Segmento di testo
..............................

CERMINARA – Secondo me, se lo manda a Milano glielo rimandano indietro. A meno che non lo mandi in Cassazione per il cosiddetto conflitto di competenza. Oppure potrebbe ricordarsi della bomba della Comit e decidere che l’istruttoria è nulla, ma anche qui le cose sono complicate.
MARCHESE – Quindi l’obiettivo era spostare il processo a Roma.
SARACENI – Ecco che saltano fuori i motivi politici. Se con l’intervento dell’avocato Spazzali la corte dichiarasse nulla l’istruttoria, questo significherebbe scarcerare gli imputati..
MONTALDO – Ma a questo non arriveranno mai, è un’ipotesi politica folle.
SARACENI – Ricordiamo ancora certi fatti. Isoliamo per un momento le bombe e parliamo solo di quelle a piazza Fontana. L’istruttoria resta formalmente a Milano fino al 22 dicembre, data in cui il procuratore della Repubblica di Milano, De Peppo, trasmette a Roma gli atti con una lettera: «… come da precedenti accordi telefonici con codesto ufficio, si trasmettono gli atti…» ecc.
«ABC» – Lo stesso De Peppo che il giorno dopo il «suicidio» di Pinelli appare in televisione per dire che la polizia ha agito sempre nel rispetto della legalità e che nel caso di Pinelli non c’era stato il tempo per trasmettere l’avviso di fermo, coprendo quindi le illegalità della polizia.
SARACENI – …Dicevamo che gli atti restano a Milano, nelle mani di Paolillo, fino al 22 dicembre. Ma il famoso confronto Valpreda-Rolandi si fa a Roma il 16 dicembre, quando Occorsio non è ancora formalmente investito.
Cinque punti
TEODORI – Paolillo è stato letteralmente, clamorosamente defenestrato, perché aveva rifiutato la perquisizione in casa Feltrinelli, perché aveva ripetutamente scarcerato Claps e perché aveva rifiutato di sottoporre a intercettazione il telefono dell’avvocato Boneschi.

..............................

Estratti del dataset di segmentazione:

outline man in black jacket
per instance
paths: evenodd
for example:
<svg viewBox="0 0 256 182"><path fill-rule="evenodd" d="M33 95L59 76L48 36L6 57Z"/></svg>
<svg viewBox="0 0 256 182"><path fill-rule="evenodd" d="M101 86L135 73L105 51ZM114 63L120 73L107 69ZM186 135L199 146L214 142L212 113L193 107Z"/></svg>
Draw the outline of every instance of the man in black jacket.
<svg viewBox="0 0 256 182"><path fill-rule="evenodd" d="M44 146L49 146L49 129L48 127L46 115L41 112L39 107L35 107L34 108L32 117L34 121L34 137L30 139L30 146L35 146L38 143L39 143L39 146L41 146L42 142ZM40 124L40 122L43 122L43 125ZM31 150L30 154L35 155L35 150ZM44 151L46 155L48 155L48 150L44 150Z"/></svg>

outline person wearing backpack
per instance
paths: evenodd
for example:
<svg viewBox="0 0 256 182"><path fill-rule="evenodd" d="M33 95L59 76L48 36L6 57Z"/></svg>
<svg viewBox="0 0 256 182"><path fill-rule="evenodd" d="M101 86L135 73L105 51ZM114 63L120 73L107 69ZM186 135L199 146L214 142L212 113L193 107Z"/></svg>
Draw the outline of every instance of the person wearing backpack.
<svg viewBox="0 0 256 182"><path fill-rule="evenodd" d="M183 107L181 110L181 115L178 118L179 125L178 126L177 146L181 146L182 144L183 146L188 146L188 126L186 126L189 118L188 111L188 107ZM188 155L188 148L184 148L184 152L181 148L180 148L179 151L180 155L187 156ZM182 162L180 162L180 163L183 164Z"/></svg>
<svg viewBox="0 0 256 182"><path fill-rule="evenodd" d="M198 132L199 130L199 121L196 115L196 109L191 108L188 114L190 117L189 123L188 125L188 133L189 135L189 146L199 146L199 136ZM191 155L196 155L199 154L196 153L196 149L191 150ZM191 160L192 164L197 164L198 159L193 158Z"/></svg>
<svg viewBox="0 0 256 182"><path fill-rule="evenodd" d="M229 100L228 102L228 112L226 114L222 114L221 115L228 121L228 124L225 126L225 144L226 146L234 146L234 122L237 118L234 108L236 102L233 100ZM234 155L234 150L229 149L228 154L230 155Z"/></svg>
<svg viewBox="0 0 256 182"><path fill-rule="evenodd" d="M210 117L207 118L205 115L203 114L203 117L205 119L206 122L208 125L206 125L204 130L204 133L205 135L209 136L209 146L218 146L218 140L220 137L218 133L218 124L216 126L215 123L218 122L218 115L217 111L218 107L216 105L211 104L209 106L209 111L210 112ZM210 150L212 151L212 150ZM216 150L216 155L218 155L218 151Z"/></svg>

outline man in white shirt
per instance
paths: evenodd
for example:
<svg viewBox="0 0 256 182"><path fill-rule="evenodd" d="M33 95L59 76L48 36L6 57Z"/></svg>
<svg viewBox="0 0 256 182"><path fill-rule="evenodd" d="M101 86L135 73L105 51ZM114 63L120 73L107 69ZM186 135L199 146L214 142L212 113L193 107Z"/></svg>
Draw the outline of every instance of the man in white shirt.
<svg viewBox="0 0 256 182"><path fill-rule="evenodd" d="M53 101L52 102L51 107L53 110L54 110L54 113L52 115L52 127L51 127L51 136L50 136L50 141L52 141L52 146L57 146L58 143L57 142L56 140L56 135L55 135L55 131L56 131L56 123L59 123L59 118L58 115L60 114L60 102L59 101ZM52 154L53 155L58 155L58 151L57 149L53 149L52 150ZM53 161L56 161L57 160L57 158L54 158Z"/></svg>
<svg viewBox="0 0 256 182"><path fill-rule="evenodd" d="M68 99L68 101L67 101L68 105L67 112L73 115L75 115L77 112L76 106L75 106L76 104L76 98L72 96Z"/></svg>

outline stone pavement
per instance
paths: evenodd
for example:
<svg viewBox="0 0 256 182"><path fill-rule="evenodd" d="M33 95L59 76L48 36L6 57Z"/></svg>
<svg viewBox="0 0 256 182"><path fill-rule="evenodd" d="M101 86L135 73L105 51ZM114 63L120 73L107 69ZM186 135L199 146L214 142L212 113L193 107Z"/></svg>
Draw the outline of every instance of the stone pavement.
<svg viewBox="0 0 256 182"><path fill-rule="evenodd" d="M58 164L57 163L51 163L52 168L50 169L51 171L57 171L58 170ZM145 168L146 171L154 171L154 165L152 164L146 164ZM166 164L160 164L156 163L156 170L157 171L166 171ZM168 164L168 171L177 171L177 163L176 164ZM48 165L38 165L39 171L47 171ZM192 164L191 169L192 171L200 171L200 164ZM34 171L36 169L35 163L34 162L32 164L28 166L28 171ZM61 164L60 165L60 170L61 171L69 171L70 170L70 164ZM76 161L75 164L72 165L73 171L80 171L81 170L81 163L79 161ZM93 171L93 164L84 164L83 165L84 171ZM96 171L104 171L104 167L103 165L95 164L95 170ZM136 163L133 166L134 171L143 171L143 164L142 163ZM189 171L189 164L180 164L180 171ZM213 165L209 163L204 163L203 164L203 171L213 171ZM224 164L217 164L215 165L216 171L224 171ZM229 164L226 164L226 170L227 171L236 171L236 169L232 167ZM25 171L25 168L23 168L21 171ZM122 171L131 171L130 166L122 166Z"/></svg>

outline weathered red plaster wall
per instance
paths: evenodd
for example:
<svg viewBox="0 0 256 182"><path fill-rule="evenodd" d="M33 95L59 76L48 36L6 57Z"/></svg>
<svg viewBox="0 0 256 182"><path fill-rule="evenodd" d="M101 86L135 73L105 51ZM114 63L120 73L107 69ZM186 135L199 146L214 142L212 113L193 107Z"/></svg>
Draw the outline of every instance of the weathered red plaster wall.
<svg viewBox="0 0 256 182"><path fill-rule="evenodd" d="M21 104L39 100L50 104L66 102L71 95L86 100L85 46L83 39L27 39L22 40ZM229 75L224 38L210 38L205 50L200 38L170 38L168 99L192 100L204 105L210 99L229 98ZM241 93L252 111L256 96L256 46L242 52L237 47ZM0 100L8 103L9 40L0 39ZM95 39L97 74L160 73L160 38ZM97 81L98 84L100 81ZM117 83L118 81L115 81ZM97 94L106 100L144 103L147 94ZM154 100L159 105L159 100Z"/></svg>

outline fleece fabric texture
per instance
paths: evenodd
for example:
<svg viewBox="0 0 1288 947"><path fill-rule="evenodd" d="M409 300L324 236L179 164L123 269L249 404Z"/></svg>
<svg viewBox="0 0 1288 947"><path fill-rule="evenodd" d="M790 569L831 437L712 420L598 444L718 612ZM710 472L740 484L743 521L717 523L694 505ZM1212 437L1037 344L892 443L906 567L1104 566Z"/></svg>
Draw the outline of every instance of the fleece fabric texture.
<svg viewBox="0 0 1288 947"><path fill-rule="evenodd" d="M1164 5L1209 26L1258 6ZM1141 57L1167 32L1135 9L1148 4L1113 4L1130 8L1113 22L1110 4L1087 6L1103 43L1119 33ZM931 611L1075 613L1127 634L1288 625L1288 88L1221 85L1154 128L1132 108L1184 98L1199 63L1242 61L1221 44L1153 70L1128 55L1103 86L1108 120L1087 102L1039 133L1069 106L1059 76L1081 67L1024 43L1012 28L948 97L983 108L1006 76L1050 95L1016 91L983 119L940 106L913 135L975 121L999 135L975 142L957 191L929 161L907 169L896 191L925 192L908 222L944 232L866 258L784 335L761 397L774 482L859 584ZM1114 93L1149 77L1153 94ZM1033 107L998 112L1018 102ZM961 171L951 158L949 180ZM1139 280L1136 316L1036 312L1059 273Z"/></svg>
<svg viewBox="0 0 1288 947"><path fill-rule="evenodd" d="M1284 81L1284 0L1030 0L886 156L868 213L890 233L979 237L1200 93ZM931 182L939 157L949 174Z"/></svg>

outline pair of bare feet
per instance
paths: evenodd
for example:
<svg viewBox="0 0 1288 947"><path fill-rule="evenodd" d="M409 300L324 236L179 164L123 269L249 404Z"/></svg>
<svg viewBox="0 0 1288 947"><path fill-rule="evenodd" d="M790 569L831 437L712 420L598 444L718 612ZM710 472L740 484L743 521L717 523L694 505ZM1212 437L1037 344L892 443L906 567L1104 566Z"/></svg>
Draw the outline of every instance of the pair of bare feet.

..............................

Compiti dell'esercizio
- a) Riscrivi in forma di breve elenco il paragrafo della discussione che comincia con "TEODORI – Paolillo è stato", conservandone i fatti principali.
- b) Trascrivi senza modifiche le righe dell'elenco, cominciando da quella che contiene "outline man in white shirt" e fermandoti dopo quella che contiene "Draw the outline of every instance of the man in white".
La discussione e l'elenco provengono da fonti diverse.

Risposte attese
- a)
Secondo Teodori, Paolillo è stato clamorosamente defenestrato perché:
- aveva rifiutato la perquisizione in casa Feltrinelli;
- aveva ripetutamente scarcerato Claps;
- aveva rifiutato di sottoporre a intercettazione il telefono dell'avvocato Boneschi.

- b)
outline man in white shirt
per instance
paths: evenodd
for example:
<svg viewBox="0 0 256 182"><path fill-rule="evenodd" d="M33 95L59 76L48 36L6 57Z"/></svg>
<svg viewBox="0 0 256 182"><path fill-rule="evenodd" d="M101 86L135 73L105 51ZM114 63L120 73L107 69ZM186 135L199 146L214 142L212 113L193 107Z"/></svg>
Draw the outline of every instance of the man in white shirt.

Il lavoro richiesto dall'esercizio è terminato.